Rewrite the records below from the line that contains "for the woman's" through the line that contains "[[163, 144, 168, 174]]", keeping the requests unchanged. In each answer, add -23 to every bounding-box coordinate.

(Working data):
- - -
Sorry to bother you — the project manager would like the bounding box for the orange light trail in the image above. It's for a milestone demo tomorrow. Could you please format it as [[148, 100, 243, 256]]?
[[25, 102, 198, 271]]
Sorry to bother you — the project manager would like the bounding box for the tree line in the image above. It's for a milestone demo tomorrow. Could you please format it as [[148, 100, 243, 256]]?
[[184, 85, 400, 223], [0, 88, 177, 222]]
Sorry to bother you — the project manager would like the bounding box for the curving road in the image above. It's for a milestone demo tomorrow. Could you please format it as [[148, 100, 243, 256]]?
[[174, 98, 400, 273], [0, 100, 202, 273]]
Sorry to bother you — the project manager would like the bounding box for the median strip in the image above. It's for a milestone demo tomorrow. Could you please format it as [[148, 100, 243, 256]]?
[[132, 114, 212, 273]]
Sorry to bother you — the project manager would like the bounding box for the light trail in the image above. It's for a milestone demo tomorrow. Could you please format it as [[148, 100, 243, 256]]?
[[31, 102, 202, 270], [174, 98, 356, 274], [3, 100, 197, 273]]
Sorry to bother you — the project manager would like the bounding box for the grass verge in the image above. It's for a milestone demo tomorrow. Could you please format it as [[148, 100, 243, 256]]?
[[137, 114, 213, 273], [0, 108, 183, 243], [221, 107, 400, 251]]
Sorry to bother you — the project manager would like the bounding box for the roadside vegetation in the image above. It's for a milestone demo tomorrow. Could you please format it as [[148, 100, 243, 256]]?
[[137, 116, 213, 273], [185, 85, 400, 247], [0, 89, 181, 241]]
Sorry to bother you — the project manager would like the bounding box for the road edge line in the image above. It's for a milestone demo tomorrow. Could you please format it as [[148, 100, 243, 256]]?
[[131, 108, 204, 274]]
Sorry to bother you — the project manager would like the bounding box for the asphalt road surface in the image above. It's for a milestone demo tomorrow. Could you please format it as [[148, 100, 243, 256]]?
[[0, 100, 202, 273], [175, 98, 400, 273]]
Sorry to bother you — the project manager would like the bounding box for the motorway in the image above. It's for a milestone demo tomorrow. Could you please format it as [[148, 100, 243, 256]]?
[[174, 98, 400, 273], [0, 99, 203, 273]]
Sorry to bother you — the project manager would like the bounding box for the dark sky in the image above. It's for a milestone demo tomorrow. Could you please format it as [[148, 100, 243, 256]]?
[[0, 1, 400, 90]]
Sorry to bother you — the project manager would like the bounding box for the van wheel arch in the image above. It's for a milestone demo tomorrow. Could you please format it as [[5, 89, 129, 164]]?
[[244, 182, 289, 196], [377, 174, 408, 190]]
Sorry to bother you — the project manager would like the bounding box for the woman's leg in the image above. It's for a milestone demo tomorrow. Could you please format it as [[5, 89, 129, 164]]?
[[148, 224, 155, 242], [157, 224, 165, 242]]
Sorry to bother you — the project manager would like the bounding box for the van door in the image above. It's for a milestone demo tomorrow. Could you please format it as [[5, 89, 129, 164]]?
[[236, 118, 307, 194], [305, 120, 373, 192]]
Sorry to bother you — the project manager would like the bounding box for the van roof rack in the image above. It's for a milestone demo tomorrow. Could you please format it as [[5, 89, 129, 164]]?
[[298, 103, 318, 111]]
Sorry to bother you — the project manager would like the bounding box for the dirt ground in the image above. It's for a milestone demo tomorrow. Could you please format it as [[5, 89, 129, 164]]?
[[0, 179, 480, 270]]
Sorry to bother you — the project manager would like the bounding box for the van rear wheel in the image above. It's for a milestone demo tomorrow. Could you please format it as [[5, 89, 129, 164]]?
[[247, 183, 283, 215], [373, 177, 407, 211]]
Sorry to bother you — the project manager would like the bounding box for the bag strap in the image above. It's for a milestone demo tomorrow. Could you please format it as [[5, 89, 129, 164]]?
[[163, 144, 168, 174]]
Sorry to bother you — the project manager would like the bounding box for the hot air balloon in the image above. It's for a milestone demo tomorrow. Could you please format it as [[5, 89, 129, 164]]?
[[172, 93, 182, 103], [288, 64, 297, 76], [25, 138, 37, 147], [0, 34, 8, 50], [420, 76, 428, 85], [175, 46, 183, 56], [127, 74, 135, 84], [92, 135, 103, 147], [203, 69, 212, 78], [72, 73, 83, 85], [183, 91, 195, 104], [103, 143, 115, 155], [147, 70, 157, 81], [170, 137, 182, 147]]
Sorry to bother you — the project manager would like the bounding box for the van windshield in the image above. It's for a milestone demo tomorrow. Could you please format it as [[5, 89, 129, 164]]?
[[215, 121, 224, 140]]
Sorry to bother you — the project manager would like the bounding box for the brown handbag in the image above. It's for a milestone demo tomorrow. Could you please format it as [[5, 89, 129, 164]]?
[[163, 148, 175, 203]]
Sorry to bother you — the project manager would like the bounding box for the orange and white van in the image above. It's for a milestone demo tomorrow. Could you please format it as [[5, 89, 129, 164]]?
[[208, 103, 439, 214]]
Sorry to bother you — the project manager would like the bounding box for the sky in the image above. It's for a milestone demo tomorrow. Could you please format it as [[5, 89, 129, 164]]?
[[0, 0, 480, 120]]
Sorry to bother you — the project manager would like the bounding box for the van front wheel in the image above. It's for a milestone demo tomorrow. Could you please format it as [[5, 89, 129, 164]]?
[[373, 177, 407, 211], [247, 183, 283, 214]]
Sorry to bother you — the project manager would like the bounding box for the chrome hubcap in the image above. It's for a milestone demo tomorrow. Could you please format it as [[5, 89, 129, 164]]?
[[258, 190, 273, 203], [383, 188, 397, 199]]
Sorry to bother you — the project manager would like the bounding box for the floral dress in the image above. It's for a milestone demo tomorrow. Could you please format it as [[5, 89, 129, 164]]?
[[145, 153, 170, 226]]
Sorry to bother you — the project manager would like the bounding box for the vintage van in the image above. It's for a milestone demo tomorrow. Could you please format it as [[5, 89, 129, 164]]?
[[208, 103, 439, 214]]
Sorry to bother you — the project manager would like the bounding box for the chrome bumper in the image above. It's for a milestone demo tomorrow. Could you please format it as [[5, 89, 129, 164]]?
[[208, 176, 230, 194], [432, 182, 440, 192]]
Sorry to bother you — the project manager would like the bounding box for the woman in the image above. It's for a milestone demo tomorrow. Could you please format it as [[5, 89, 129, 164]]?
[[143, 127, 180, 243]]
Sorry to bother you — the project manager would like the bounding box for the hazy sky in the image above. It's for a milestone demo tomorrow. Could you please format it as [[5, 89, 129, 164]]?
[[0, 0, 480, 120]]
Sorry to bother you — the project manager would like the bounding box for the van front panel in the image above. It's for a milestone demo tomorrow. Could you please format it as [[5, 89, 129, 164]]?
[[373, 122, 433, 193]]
- - -
(In response):
Sorry to bother you — the project manager would like the bounding box for the woman's leg in the image above. It's for a milestone demo tomorrow. Could you please format it as [[5, 89, 129, 164]]?
[[125, 201, 132, 219], [134, 201, 142, 219]]
Sorry to bother you — the project manager would like the bounding box for the van door in the image above. It's for a milestone demo tomorrow. Could you please format it as [[5, 89, 129, 164]]?
[[213, 95, 284, 171], [282, 97, 350, 169]]
Sorry to bother you — the project manager would like the bounding box for the van roof rack in the image above. It's for a milestone demo tomorrow. Could you please format it as [[5, 89, 129, 164]]?
[[275, 80, 295, 88]]
Sorry to bother you — the project manager would like the bounding box for the dirt ground in the image above. It's for a milestone demo tomorrow. Could you please format it as [[5, 89, 129, 164]]?
[[-23, 156, 457, 247]]
Sorry to bother you — the project manager would like the bounding box for the van rear wheel in the image above. It's for a milestone demo tomorrow. Could you please format it as [[5, 89, 129, 164]]?
[[224, 160, 260, 192], [350, 154, 384, 188]]
Sorry to bother you — the project manager would like the bounding box for the bag strap in the image above. It's for a milestone demo tomorrow. Could you please format it as [[5, 89, 129, 164]]?
[[140, 121, 145, 151]]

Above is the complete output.